-- Challenge --
List every line in the records below that has the word "logo" in it. Case matters.

-- Exercise input --
####

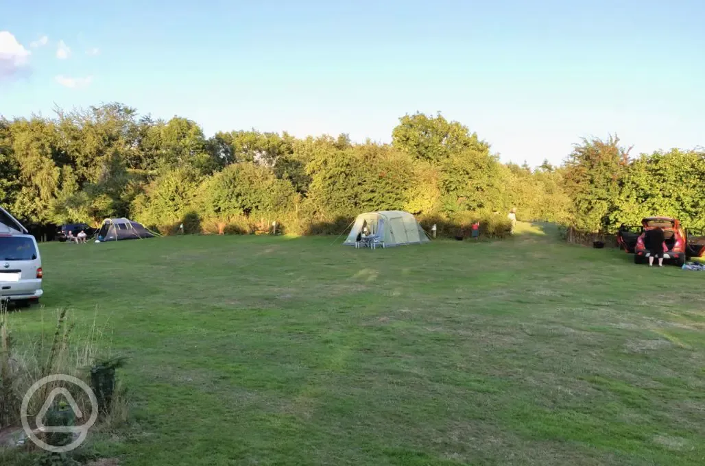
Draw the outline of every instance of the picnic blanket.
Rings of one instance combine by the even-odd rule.
[[[689,262],[688,264],[684,264],[681,269],[683,270],[705,270],[705,264]]]

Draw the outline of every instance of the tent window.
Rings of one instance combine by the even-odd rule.
[[[109,228],[109,224],[107,223],[103,223],[103,226],[100,228],[100,231],[98,232],[99,236],[105,236],[108,234],[108,228]]]

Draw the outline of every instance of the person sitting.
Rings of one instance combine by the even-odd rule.
[[[476,221],[475,223],[472,223],[472,238],[479,238],[479,237],[480,237],[480,223],[479,221]]]
[[[658,266],[663,266],[663,250],[667,250],[666,247],[663,230],[661,227],[646,231],[644,235],[644,245],[649,251],[649,266],[654,266],[654,258],[658,259]]]

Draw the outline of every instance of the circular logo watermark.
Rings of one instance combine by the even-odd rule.
[[[44,433],[70,433],[73,434],[75,437],[68,445],[65,445],[63,446],[54,446],[53,445],[49,445],[46,442],[43,441],[41,439],[37,436],[34,431],[30,427],[29,421],[27,419],[27,409],[30,405],[30,400],[32,399],[32,396],[37,392],[37,390],[47,385],[47,384],[51,384],[52,382],[63,381],[68,384],[72,384],[78,386],[81,390],[85,392],[86,395],[88,396],[88,399],[90,400],[92,412],[90,417],[85,424],[80,426],[45,426],[44,424],[44,418],[47,415],[47,412],[51,407],[54,399],[59,395],[62,395],[66,400],[66,402],[73,410],[73,412],[76,417],[82,418],[83,413],[81,412],[80,408],[78,407],[78,405],[76,403],[75,400],[71,396],[71,394],[68,392],[68,390],[63,387],[57,387],[49,392],[49,394],[47,397],[47,400],[44,401],[44,405],[42,406],[42,409],[39,410],[39,413],[37,415],[37,418],[35,419],[35,424],[37,424],[37,429]],[[47,376],[43,379],[41,379],[36,382],[35,382],[27,393],[25,393],[25,398],[22,399],[22,407],[20,410],[20,417],[22,419],[22,427],[25,429],[25,433],[27,434],[28,436],[35,444],[46,450],[47,451],[51,451],[55,453],[63,453],[67,451],[71,451],[78,448],[83,441],[86,439],[86,436],[88,435],[88,429],[93,427],[95,424],[96,420],[98,419],[98,400],[95,397],[95,393],[91,390],[90,387],[88,386],[85,382],[83,381],[76,379],[70,375],[65,375],[63,374],[57,374],[55,375]],[[78,436],[76,437],[75,434],[78,434]]]

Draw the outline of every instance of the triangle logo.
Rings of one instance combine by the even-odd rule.
[[[49,393],[49,396],[47,397],[47,401],[44,402],[44,404],[42,406],[42,409],[39,410],[39,413],[37,415],[37,427],[42,432],[75,432],[78,430],[75,426],[49,426],[47,427],[44,425],[44,417],[54,404],[54,400],[59,395],[63,396],[68,405],[73,410],[73,413],[76,417],[83,417],[83,413],[81,412],[80,408],[78,407],[78,404],[73,399],[73,396],[69,393],[68,390],[63,387],[58,387]]]

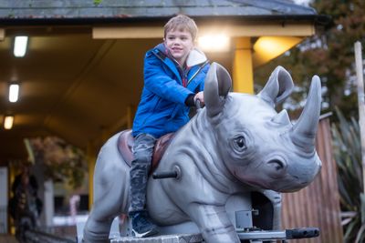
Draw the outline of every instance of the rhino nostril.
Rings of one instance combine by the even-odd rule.
[[[272,159],[267,162],[269,166],[274,167],[276,170],[281,170],[285,168],[285,163],[278,159]]]

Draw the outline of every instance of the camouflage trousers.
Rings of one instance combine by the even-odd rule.
[[[134,159],[130,171],[129,213],[145,209],[148,174],[155,143],[156,138],[150,134],[139,134],[134,139]]]

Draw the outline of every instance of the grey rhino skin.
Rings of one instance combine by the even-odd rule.
[[[181,170],[178,178],[148,182],[148,209],[161,226],[192,220],[204,240],[240,242],[224,208],[232,195],[261,191],[275,208],[280,225],[280,194],[308,186],[321,161],[315,149],[320,112],[320,80],[312,78],[306,106],[295,125],[285,100],[293,81],[277,66],[257,95],[229,92],[232,80],[212,64],[205,79],[205,107],[182,127],[156,172]],[[94,206],[84,228],[86,242],[107,242],[110,224],[129,208],[130,167],[117,148],[120,134],[100,149],[94,174]]]

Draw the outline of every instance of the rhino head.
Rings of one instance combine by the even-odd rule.
[[[282,66],[256,96],[230,93],[231,86],[228,72],[214,63],[204,85],[206,116],[225,167],[239,181],[257,188],[290,192],[308,186],[321,167],[315,148],[319,77],[313,76],[306,106],[295,124],[285,109],[275,110],[294,86]]]

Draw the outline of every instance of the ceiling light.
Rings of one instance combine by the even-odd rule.
[[[9,130],[13,127],[14,116],[6,116],[4,119],[4,128]]]
[[[28,36],[16,36],[14,42],[14,56],[16,57],[23,57],[26,52],[27,43]]]
[[[19,96],[19,85],[11,84],[9,86],[9,101],[16,102]]]
[[[229,37],[225,35],[209,35],[198,38],[198,46],[204,52],[228,52]]]

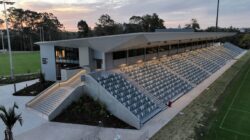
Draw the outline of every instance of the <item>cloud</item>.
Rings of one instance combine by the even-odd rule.
[[[133,15],[157,13],[167,27],[184,26],[196,18],[206,28],[215,25],[216,5],[217,0],[19,0],[15,6],[51,12],[66,30],[76,30],[79,20],[86,20],[93,27],[106,13],[121,23],[128,22]],[[220,6],[220,26],[249,26],[249,0],[224,0]]]

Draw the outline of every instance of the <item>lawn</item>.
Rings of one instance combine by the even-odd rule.
[[[208,140],[250,139],[250,60],[228,85],[218,114],[211,119]]]
[[[36,73],[40,71],[39,52],[13,52],[15,74]],[[10,75],[9,55],[0,53],[0,77]]]
[[[250,52],[151,139],[250,140],[249,85]]]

####

-- Complete answer --
Draw the outline of every instance of the circular logo watermark.
Draw the outline of every instance of the triangle logo.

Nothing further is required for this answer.